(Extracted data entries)
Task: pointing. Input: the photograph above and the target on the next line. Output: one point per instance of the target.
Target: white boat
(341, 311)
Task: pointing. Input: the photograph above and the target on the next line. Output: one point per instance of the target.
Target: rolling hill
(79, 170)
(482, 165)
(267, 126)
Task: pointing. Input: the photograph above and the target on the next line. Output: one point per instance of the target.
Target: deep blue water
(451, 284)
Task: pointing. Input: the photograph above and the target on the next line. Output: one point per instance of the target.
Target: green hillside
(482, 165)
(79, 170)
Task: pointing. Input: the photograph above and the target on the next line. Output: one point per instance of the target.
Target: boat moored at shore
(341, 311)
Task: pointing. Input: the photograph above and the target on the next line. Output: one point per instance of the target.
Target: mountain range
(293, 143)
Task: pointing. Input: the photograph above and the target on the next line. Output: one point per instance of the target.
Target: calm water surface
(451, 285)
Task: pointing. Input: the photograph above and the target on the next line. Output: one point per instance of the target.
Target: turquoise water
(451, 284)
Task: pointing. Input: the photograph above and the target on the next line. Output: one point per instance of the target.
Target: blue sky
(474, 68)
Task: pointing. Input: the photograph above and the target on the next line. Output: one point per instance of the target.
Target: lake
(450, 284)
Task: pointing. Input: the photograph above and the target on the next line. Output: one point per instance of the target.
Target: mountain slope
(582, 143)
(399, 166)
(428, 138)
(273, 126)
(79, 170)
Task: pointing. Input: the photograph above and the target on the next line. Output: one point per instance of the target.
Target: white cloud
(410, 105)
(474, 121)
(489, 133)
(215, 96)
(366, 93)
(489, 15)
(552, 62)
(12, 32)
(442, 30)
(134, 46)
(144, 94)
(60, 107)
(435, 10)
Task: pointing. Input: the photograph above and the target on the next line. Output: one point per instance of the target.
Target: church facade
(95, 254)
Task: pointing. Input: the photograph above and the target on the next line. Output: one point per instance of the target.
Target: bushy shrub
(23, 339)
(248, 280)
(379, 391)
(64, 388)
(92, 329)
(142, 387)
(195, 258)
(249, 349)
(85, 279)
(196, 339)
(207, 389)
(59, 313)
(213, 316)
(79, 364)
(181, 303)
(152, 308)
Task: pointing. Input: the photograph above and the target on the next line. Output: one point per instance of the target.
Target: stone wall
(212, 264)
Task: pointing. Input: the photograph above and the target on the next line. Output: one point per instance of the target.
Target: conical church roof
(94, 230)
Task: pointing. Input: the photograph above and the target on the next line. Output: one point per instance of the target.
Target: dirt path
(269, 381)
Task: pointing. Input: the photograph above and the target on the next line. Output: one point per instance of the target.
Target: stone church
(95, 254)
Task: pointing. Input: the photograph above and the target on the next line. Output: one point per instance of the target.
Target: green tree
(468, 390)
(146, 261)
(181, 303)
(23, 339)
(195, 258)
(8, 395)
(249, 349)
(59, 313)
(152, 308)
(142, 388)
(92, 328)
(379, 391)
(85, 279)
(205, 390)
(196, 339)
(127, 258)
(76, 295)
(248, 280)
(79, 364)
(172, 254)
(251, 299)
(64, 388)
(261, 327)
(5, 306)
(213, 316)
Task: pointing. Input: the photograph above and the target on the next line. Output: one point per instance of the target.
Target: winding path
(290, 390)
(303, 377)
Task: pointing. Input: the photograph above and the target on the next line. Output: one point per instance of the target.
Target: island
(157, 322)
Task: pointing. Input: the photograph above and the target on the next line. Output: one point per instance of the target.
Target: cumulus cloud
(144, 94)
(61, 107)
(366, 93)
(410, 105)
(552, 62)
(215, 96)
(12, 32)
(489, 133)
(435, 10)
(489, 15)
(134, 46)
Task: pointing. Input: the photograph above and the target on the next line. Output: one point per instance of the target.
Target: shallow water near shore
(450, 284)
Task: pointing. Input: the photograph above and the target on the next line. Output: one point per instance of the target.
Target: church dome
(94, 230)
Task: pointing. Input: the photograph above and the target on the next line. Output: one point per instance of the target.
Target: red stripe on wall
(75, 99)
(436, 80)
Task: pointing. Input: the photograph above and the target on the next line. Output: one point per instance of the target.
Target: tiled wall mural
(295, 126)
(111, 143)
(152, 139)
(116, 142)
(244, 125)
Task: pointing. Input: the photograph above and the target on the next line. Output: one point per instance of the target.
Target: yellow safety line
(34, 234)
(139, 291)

EXERCISE – Report every line of the material above that contains the string "path", copying each such line in full and treating uppercase and lowercase as different.

ANSWER –
Target: dirt path
Target: winding path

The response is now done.